Task data
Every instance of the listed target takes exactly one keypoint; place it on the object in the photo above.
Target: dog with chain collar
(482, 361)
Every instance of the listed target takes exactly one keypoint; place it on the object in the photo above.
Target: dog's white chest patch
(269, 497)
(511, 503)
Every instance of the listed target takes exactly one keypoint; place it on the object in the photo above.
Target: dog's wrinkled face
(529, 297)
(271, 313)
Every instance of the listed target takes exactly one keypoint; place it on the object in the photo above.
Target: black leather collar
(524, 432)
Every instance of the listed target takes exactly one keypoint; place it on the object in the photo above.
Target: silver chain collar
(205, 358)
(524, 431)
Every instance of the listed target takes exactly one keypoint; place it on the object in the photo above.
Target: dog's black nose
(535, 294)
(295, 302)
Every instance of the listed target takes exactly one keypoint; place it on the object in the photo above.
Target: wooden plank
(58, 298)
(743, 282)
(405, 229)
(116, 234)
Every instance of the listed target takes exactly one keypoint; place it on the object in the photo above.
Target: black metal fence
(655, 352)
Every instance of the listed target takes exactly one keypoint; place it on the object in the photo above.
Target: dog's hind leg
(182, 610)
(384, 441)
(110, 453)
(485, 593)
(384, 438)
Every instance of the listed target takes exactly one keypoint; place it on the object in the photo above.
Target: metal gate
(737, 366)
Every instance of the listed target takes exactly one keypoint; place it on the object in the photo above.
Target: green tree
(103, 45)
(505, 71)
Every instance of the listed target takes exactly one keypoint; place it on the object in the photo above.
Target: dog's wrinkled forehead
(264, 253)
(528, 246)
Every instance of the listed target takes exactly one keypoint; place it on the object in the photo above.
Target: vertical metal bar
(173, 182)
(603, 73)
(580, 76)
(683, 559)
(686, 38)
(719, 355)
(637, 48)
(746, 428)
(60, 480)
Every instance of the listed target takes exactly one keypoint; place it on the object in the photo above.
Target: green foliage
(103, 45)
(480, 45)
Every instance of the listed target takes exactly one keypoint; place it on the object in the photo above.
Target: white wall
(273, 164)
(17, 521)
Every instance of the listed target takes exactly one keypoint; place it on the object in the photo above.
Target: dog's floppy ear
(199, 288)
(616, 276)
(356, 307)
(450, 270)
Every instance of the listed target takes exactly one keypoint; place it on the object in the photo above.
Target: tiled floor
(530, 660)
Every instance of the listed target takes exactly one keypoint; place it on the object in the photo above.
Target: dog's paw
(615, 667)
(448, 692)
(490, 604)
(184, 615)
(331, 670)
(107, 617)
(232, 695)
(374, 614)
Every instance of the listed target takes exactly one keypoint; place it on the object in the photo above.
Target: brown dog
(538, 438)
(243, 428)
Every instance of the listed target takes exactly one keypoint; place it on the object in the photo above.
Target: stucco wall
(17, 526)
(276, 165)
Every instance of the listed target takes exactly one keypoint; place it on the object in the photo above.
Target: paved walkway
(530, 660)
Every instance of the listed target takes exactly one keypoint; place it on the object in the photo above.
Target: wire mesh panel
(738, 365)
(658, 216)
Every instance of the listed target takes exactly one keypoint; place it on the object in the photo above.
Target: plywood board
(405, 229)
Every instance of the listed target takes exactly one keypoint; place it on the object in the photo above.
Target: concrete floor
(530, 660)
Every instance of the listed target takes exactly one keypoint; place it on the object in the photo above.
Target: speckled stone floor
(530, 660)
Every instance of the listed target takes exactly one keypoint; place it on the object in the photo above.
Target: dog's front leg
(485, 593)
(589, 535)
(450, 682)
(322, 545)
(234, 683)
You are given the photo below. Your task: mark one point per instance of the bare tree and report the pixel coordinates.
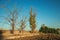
(32, 20)
(22, 24)
(11, 18)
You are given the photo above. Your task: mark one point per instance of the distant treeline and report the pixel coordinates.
(46, 29)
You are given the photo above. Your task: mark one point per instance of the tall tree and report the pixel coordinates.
(23, 24)
(32, 20)
(11, 18)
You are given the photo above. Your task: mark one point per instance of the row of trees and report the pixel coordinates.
(11, 19)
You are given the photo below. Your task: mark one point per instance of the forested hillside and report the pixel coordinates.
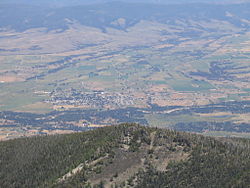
(127, 155)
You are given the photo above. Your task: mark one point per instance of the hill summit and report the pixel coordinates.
(127, 155)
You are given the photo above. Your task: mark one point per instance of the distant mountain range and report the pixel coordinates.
(104, 15)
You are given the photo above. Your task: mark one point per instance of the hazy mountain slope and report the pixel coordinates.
(105, 15)
(125, 155)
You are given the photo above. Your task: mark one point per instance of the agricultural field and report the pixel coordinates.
(182, 61)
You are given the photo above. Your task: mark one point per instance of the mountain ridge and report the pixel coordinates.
(127, 155)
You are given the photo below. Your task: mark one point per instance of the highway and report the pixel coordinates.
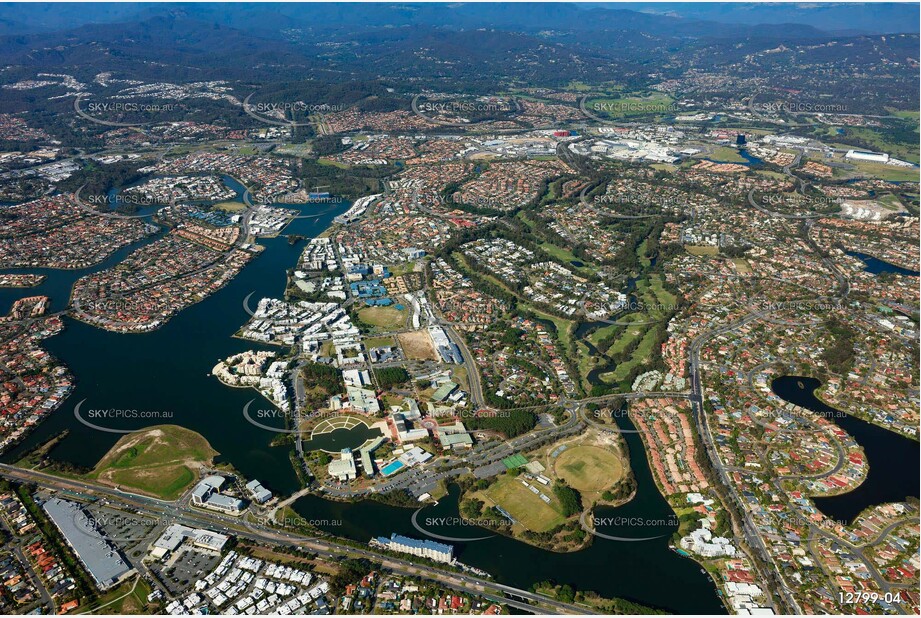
(180, 513)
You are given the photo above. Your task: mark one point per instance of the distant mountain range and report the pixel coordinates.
(661, 19)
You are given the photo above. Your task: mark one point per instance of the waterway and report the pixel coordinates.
(166, 371)
(877, 266)
(639, 571)
(892, 458)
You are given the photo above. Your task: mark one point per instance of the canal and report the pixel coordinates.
(892, 458)
(167, 370)
(634, 570)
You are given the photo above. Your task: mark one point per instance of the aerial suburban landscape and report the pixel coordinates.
(470, 308)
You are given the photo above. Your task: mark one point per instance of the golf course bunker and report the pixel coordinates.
(339, 432)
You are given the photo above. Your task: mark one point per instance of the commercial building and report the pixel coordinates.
(259, 493)
(101, 559)
(863, 155)
(455, 437)
(174, 536)
(207, 495)
(343, 468)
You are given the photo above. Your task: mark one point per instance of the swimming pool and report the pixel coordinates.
(393, 466)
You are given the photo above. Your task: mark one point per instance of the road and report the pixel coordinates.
(178, 512)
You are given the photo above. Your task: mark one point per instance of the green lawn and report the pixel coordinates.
(526, 507)
(158, 461)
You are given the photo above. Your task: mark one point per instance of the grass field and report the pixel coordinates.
(128, 598)
(589, 468)
(526, 507)
(885, 172)
(417, 345)
(701, 250)
(378, 342)
(385, 318)
(158, 461)
(332, 163)
(741, 265)
(643, 351)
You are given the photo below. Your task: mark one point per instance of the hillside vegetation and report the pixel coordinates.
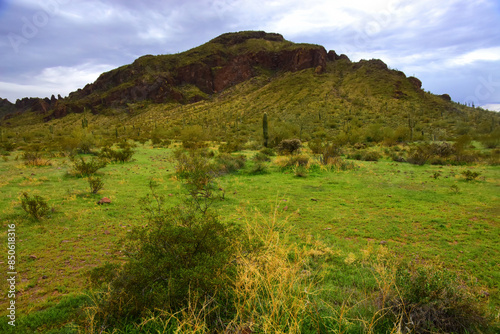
(252, 185)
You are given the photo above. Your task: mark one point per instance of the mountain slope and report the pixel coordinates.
(225, 85)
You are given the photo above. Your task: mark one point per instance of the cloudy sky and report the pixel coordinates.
(57, 46)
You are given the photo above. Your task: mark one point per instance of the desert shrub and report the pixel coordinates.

The request
Transcribe all the data word for word; the images stay out.

Solution for this exercise
Every instance of the listed target takes exactly one keypoint; place it on the object in the photo above.
Target: dog with chain collar
(482, 361)
Every instance of the listed target takes exactly one keypoint; place it on the object in the photo above.
Target: dog's white chest patch
(269, 497)
(511, 503)
Every instance of the listed target takes exactly one keypoint; place it on the object in the photo above.
Target: dog's wrinkled face
(529, 297)
(271, 313)
Every instance of the listed target takes exactly one keypoint; place it on the object in the photo above.
Target: black leather collar
(524, 432)
Every instance of the listed target takes exactly one keypoint; place it on the object in the photo above.
Target: silver chain collar
(205, 358)
(524, 431)
Every instance of the listed target takes exactly one keypoint; place it on the object in the photo above.
Target: dog's black nose
(535, 294)
(295, 302)
Every instance of the listed target takes exactly one keypoint; place it on the object in the photo above.
Target: wooden plank
(58, 298)
(743, 282)
(405, 229)
(116, 234)
Every instance of the listed target takes exactly one keypoint; place it on the object in the photo above.
Target: black metal fence
(655, 352)
Every instance of the listed target takes exactly one keypoint; place it on the object in the photo above.
Target: dog's hind leg
(182, 610)
(384, 441)
(110, 453)
(485, 593)
(384, 438)
Every instance of the listed target takes exactly one keypoint; place it on the object in the photo above.
Target: metal gate
(737, 366)
Every instance of the listed target takes exactly one keypoint; place it on the object in the photo above.
Target: green tree
(103, 45)
(505, 71)
Every instance of the listed target takes exactly one keypoint; place it on the object in the photo above.
Target: dog's wrinkled forehead
(264, 253)
(528, 246)
Every instance of the listed target takes exactly one keypoint; place it on the object in the photo above.
Target: vertical metal bar
(173, 182)
(603, 73)
(580, 76)
(683, 559)
(686, 38)
(719, 355)
(637, 48)
(746, 428)
(60, 480)
Every instance of the listed target takes exactly one keypoint; place it on the object in the photo above.
Target: green foliage
(103, 45)
(480, 45)
Every instance of the listed target takes exactly one keypoint; place it on the object in the photo above.
Target: white wall
(273, 164)
(17, 521)
Every instance of the listed target takes exactly one keypoint; place it on the object in the photo above.
Target: dog's floppy ear
(199, 288)
(616, 276)
(356, 307)
(450, 270)
Every instance of the listed target takes exactly one keypoint; place it on the object in the photo above.
Target: tiled floor
(530, 660)
Every instance of the listed target takes exactly one keypoint; place it on the object in the photo above.
Target: dog's paw
(615, 667)
(448, 692)
(490, 604)
(184, 615)
(331, 670)
(107, 617)
(232, 695)
(374, 614)
Every instance of the listed target takes exactly one keypoint; place it on the object in the photo above.
Target: brown dog
(538, 438)
(243, 428)
Every instance of the listed target takes exactly one keypoint; place it on the object in the photo above.
Target: stucco wall
(17, 526)
(276, 165)
Every instance of the listed target takes exactly one keypoint; place it on the object in the photo above.
Target: paved walkway
(530, 660)
Every instance of the listed target takes exactly one keypoint; place it on the object in the photo above.
Target: wire mesh panel
(738, 365)
(658, 216)
Every instance of the listed target takes exactly one keypoint; place it on the object in the photo above.
Target: plywood board
(405, 229)
Every instance of the listed target takes exactly one keypoint; place it on the object in the photo above.
Target: concrete floor
(530, 660)
Every instance of the listed target takes exactly one keypoint; place it on the object in the photo above.
Target: speckled stone floor
(530, 660)
Every instance of the listed target takes exactly one keypoint; place it on the object in the photo above.
Target: dog's front leg
(485, 593)
(589, 535)
(450, 682)
(322, 545)
(234, 683)
You are given the photo below. Your task: mark one point per instance of the bare tree and report the pixel coordinates.
(32, 20)
(22, 24)
(11, 18)
You are given the photo above. Your task: mark one point per instance of the distant treeline and report the pixel coordinates.
(46, 29)
You are given the photo above. Your task: mark one point per instance of the tall tree and report the pixel coordinates.
(23, 24)
(32, 20)
(11, 18)
You are given the photo above. Your task: mark one point per instance of the row of trees and report the pixel coordinates.
(11, 19)
You are given the photo below. Your task: mark one point per instance of the forested hillside and report the pixel coordinates.
(127, 155)
You are given the photo above. Your task: mark one point per instance of the hill summit and report the pixel coordinates.
(127, 155)
You are given the photo above. Your task: mark one point per instance of the distant mountain range and report the pixel coordinates.
(104, 15)
You are given the photo above. Your task: mark one point per instance of the hazy mountain slope and report the pixel coordinates.
(105, 15)
(125, 155)
You are given the photo above. Your task: mark one point per instance of the agricultural field and report the pixel coordinates.
(182, 61)
You are given the photo above. Your task: mark one point per instance of the mountain ridge and report the pixel coordinates.
(127, 155)
You are given the photo below. Your task: mark one point per instance of the highway and report the pixel coordinates.
(180, 513)
You are given the photo above. Your task: mark one point per instance of the distant mountain range and report the pixel coordinates.
(661, 19)
You are given the photo above. Your task: mark one point per instance of the waterway and report the pixel coordinates.
(166, 371)
(877, 266)
(639, 571)
(892, 458)
You are given the photo above. Your task: mark one point per instance of the canal and report the pixel coordinates.
(892, 458)
(167, 370)
(634, 570)
You are given the photo above. Your task: mark one point per instance of the aerial suburban landscape and report the pixel coordinates.
(470, 308)
You are given the photo above. Your task: mark one point per instance of the golf course bunker and report the pixel coordinates.
(339, 432)
You are given the photo above. Your task: mark one point per instance of the commercial building and report the pixel coordinates.
(259, 493)
(101, 559)
(863, 155)
(455, 437)
(174, 536)
(207, 495)
(343, 468)
You are given the photo above. Your task: mark one point per instance of the swimming pool and report the pixel coordinates.
(393, 466)
You are given the photo above. Your task: mark one point per instance of the road and report the pixel coordinates.
(178, 512)
You are given the photo above. Your task: mark one point per instance of the green lawn and report the pixel coordinates.
(526, 507)
(158, 461)
You are given the photo above. Your task: mark one point per instance of the grass field and report the pixel coordinates.
(128, 598)
(589, 468)
(526, 507)
(885, 172)
(417, 345)
(701, 250)
(378, 342)
(385, 318)
(158, 461)
(332, 163)
(741, 265)
(643, 351)
You are given the photo below. Your task: mark one point per instance of the hillside vegetation and report the pixel coordinates.
(252, 185)
You are given the photo above. Your task: mark one point per instance of the mountain slope and report the pixel coordinates.
(225, 85)
You are given the photo above. Your task: mark one point per instance of the cloudy sky and report the pixel coordinates.
(57, 46)
You are given the photo above. Your task: mark one point per instance of the desert shrub and report the pixel coordinates.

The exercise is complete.